● **Records from a data collection**

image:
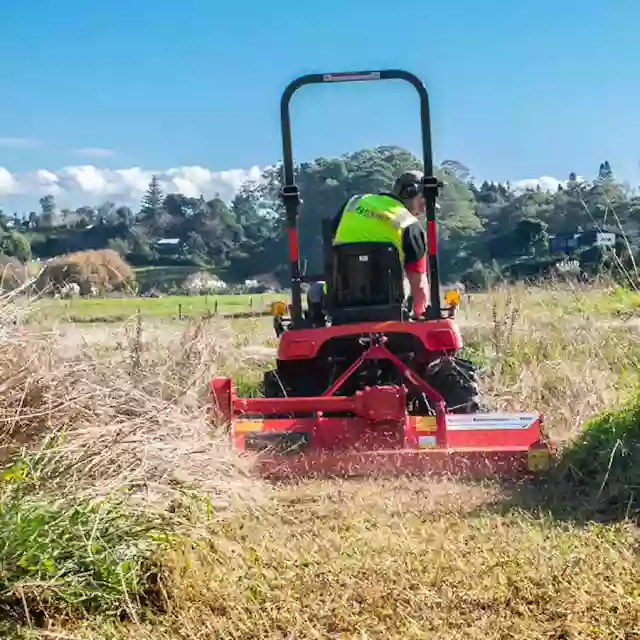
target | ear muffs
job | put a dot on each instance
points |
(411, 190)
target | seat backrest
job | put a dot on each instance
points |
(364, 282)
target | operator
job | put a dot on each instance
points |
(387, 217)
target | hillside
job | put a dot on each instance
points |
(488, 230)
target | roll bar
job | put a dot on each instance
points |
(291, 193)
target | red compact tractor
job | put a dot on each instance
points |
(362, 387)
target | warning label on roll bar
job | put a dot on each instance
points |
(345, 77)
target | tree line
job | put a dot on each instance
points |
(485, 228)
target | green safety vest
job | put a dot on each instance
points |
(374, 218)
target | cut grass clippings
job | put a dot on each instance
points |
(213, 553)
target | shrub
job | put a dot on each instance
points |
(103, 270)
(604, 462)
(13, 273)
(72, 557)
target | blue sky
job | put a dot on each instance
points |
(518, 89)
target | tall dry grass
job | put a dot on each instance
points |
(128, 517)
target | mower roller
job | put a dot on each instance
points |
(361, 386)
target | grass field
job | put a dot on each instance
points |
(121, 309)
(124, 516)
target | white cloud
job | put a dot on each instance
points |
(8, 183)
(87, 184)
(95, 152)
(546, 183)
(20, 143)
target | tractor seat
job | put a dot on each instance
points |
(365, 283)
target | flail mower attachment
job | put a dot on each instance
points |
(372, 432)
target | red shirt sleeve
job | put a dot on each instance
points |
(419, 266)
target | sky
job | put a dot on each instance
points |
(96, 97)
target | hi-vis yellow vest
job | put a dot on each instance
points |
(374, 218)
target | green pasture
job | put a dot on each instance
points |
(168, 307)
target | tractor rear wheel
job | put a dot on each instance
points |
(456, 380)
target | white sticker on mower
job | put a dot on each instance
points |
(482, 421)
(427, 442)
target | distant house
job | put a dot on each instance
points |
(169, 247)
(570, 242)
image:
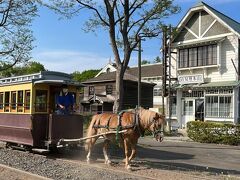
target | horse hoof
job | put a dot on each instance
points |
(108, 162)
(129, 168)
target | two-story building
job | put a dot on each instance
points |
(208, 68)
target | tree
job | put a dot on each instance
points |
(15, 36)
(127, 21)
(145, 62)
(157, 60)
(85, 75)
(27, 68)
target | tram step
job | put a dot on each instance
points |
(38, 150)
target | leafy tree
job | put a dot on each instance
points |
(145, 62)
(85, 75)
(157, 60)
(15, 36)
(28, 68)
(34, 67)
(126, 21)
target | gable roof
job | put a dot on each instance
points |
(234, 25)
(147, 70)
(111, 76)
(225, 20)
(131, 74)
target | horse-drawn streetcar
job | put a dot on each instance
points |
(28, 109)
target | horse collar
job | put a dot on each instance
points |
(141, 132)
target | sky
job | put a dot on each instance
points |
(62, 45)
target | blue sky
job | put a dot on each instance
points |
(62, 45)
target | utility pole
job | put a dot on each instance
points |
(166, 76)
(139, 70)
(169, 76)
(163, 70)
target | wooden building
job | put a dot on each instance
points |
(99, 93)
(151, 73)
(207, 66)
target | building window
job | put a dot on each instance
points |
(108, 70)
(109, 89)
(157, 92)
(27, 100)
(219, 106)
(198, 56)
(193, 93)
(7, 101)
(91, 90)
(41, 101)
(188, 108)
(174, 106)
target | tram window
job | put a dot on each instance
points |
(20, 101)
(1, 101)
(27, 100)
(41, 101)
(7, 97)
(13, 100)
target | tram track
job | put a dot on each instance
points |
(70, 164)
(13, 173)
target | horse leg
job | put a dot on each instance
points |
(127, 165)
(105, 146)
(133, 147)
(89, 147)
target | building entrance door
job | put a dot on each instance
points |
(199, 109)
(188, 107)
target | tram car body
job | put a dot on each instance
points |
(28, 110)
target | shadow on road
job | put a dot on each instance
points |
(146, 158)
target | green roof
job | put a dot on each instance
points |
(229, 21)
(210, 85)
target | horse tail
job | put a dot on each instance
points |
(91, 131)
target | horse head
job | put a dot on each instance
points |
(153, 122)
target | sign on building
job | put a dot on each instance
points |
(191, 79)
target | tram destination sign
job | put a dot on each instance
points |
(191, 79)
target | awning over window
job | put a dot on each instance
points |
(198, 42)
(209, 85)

● **WORK TO BE COMPLETED**
Pull out the lines of the records starting at the line that contains "target | awning over window" and ending at the final line of the records, and reproduce them word for word.

● **OUTPUT FOR THIS TASK**
target | awning over window
job | put a dot on each instance
points |
(198, 42)
(209, 85)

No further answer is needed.